» Richiesta A: Estrai dai record più sotto ogni riga che contiene la parola "small", distinguendo tra maiuscole e minuscole.

» Brano fornito:
_ _ _ _

Ciò già accade, ovviamente, nel segmento – numericamente piccolo ma socialmente significativo – delle famiglie omogenitoriali, cioè quelle dove i genitori sono entrambi dello stesso genere: due mamme, due papà. Ma quando invece in una famiglia c'è una mamma e c'è un papà, sembra quasi “naturale” che sia lei a dover ridurre il suo impegno sul lavoro per liberare spazi da dedicare a figli e casa, piuttosto che lui.

Ma
non sta scritto da nessuna parte... Ah, invece sì. Da qualche parte sta scritto, già. Nella nostra Costituzione, all'articolo 37. Ma, ecco, la Costituzione ha passato la settantina, e ci sta che alcuni passaggi risultino datati. Ciò non ci deve fermare. Una soluzione c'è. E' costosa, non solo in termini monetari ma anche e sopratutto in termini sociali, perché è una vera e propria rivoluzione culturale. Mettere uomini e donne sullo stesso piano nella gestione della genitorialità, dando loro uguali diritti e doveri. A cominciare dal congedo.

_ _ _ _

» Richiesta B: Riprendi il brano qui sopra sulla divisione dei compiti familiari tra madri e padri, proseguendolo dal punto in cui si ferma.

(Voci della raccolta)
_ _ _ _

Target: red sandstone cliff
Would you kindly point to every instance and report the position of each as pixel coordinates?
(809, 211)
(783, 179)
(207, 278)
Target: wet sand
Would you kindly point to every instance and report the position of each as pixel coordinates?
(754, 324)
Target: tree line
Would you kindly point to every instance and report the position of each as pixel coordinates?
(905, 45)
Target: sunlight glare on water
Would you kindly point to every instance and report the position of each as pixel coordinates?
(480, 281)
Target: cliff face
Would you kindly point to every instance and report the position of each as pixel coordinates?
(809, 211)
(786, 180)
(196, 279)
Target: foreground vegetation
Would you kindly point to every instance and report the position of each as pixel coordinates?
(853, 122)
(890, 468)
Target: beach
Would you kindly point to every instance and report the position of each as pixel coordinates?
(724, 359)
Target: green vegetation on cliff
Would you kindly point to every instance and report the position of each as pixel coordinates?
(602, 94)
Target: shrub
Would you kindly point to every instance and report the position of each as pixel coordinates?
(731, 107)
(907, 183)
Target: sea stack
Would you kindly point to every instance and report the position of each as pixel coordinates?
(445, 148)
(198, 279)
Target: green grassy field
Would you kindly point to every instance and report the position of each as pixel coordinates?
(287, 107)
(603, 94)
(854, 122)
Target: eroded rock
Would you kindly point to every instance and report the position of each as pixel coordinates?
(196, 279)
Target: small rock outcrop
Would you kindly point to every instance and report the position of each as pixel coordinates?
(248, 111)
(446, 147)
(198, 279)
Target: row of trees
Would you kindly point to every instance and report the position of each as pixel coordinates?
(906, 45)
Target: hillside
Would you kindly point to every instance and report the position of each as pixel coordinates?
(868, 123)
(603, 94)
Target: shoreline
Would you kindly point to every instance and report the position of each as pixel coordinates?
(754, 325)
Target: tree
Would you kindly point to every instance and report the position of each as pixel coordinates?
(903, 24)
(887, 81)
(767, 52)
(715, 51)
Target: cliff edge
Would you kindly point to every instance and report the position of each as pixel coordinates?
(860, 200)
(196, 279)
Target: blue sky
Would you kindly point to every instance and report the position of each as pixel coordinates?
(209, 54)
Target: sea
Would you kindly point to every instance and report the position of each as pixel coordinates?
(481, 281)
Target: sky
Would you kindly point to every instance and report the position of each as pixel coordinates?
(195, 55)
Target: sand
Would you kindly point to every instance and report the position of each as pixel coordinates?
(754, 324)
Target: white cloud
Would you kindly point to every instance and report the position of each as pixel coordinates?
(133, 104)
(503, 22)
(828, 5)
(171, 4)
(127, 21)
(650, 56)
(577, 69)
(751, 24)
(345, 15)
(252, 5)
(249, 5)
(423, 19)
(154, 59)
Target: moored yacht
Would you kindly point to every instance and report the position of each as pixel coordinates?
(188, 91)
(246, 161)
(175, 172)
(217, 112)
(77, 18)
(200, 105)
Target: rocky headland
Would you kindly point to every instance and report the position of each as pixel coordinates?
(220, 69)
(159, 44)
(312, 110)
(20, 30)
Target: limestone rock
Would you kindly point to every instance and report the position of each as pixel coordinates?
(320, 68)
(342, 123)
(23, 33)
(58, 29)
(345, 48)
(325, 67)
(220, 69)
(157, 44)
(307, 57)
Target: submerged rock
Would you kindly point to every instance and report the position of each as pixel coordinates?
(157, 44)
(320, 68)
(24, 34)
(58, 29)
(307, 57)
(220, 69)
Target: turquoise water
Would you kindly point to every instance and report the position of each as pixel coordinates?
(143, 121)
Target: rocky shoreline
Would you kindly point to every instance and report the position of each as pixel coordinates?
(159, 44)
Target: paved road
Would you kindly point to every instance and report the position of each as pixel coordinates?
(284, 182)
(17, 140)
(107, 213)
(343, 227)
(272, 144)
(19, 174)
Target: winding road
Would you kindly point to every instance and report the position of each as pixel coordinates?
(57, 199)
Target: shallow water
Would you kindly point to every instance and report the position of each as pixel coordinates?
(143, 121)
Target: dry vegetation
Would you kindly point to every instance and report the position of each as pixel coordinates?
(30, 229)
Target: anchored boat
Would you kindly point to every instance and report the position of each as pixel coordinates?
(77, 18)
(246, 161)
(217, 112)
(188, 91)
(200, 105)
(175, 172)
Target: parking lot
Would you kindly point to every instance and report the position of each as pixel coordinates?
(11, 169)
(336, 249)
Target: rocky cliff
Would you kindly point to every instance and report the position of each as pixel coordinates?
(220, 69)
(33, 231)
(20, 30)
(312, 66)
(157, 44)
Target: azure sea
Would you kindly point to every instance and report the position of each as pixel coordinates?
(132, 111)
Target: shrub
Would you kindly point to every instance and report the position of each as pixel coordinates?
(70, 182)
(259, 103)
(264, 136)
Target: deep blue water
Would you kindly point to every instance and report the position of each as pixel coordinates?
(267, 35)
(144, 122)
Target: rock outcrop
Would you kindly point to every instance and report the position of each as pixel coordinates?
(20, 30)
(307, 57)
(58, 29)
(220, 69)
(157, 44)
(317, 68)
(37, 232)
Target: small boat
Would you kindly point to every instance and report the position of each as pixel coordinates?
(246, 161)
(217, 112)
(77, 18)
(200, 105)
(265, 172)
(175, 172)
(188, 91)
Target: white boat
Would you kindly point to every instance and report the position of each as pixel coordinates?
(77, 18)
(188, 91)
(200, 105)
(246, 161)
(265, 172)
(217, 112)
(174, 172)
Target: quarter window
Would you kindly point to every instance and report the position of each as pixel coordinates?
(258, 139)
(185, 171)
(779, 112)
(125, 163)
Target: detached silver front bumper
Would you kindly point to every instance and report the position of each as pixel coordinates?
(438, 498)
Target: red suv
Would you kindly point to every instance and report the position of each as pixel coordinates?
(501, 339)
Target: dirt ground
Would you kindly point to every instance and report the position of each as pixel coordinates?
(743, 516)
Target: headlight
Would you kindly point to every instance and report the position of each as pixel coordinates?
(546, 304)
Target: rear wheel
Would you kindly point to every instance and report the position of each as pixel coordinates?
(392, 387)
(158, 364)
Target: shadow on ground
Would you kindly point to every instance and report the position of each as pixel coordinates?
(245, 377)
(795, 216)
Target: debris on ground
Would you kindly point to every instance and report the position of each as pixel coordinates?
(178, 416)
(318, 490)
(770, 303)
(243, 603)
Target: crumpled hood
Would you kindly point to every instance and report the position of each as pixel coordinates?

_ _ _ _

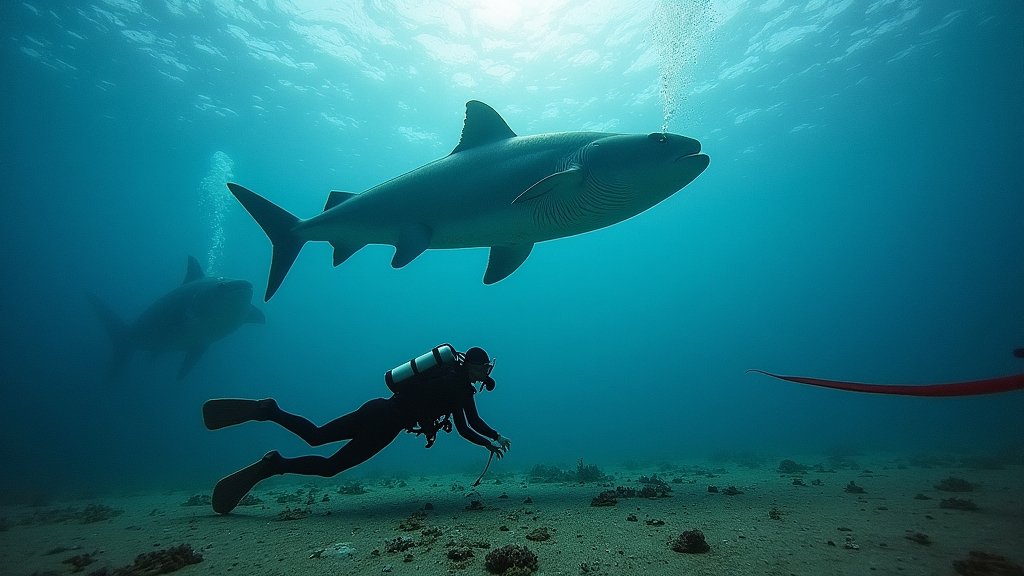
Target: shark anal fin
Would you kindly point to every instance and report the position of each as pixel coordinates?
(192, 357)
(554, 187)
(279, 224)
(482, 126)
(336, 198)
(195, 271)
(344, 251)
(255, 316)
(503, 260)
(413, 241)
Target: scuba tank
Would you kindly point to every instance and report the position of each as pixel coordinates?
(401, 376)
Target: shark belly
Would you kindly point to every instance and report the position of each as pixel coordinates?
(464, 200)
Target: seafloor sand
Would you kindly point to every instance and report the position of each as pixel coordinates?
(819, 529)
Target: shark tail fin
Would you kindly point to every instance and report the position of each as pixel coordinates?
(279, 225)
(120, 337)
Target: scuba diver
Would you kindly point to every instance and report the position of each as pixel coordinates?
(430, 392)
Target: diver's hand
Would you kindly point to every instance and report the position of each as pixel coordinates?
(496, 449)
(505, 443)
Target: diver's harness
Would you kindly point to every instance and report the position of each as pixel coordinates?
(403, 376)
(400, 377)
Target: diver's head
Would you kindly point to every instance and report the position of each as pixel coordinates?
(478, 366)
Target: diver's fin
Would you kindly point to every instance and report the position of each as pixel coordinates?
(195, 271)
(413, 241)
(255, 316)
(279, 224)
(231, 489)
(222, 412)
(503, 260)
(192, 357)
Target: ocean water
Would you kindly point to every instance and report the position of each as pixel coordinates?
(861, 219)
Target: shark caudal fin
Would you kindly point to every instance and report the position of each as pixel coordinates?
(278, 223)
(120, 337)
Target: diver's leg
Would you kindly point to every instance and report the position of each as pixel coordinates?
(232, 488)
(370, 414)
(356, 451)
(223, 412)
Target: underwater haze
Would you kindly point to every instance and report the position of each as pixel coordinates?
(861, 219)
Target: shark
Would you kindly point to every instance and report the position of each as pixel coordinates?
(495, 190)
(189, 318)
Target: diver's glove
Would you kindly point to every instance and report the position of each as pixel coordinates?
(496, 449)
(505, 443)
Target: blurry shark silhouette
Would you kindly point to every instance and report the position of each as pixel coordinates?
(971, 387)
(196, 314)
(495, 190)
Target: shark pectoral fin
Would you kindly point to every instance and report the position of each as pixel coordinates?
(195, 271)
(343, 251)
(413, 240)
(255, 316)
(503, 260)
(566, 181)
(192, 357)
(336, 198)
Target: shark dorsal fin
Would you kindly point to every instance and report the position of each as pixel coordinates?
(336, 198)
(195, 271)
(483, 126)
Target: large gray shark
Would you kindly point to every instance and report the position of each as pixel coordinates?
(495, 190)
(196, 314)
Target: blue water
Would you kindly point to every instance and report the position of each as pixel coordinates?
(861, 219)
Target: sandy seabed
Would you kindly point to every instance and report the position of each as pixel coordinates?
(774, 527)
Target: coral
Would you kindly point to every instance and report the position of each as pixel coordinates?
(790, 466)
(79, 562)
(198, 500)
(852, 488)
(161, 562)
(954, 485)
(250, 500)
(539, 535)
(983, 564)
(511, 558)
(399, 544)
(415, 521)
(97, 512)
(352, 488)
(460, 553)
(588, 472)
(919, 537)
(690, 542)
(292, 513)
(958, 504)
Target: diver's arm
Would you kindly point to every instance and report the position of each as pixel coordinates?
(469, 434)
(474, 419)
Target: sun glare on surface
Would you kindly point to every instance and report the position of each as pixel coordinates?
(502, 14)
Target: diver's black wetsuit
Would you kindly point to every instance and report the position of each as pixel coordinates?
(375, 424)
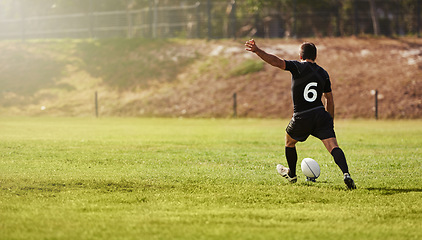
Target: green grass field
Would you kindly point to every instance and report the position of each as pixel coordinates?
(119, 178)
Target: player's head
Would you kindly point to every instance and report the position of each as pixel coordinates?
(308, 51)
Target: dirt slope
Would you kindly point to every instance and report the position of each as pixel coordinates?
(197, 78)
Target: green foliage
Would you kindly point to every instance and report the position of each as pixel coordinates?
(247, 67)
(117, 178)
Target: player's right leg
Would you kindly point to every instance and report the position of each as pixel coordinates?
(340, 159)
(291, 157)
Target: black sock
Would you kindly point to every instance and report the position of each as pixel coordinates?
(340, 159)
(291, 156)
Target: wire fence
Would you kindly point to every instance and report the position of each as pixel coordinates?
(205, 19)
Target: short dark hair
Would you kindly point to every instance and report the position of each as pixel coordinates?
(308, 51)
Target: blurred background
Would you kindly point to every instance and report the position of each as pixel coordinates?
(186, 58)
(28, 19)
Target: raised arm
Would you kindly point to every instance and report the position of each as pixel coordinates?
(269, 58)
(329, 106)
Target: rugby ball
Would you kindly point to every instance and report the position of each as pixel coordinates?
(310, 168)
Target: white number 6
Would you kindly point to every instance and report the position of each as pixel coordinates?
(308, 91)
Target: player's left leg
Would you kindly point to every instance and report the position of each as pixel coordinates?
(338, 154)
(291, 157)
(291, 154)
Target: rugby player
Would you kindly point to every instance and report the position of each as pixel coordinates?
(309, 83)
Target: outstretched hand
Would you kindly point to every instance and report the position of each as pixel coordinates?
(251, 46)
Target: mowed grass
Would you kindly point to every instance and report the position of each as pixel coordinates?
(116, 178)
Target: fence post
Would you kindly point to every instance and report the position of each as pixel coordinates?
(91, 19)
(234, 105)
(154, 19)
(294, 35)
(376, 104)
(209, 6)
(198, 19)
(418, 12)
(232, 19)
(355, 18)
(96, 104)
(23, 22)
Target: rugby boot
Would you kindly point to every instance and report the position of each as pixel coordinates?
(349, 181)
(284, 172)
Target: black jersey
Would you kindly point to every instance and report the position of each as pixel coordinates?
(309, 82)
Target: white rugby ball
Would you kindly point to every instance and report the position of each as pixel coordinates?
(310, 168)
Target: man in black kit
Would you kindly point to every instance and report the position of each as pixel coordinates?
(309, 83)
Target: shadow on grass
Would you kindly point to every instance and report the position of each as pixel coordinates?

_ _ _ _

» Risposta attesa A:
Target: small rock outcrop
Target: small boat

» Risposta attesa B:
Quando nasce un figlio, oggi, la neomamma che lavora (parliamo di dipendenti subordinate, per le lavoratrici autonome le tutele sono molto diverse) viene messa in maternità. Il congedo obbligatorio dura cinque mesi; di solito si smette di lavorare due mesi prima del parto, e dunque si fanno due mesi di congedo prima e tre dopo; c'è chi sceglie di lavorare anche nell'ottavo mese di gravidanza, e fare poi quattro mesi dopo; ultimamente è stata aperta alle donne anche la possibilità di lavorare al nono mese e fruire tutti e cinque i mesi dopo il parto. Questi cinque mesi sono pagati all'80% dello stipendio – questa cifra può essere integrata fino al 100% dalle aziende in virtù di contratti integrativi aziendali. Dopo il quinto mese la donna lavoratrice torna al lavoro, oppure può scegliere di usufruire di ulteriori mesi di maternità, detta stavolta “facoltativa”, pagata al 30%, fino a che il bambino non ha un anno.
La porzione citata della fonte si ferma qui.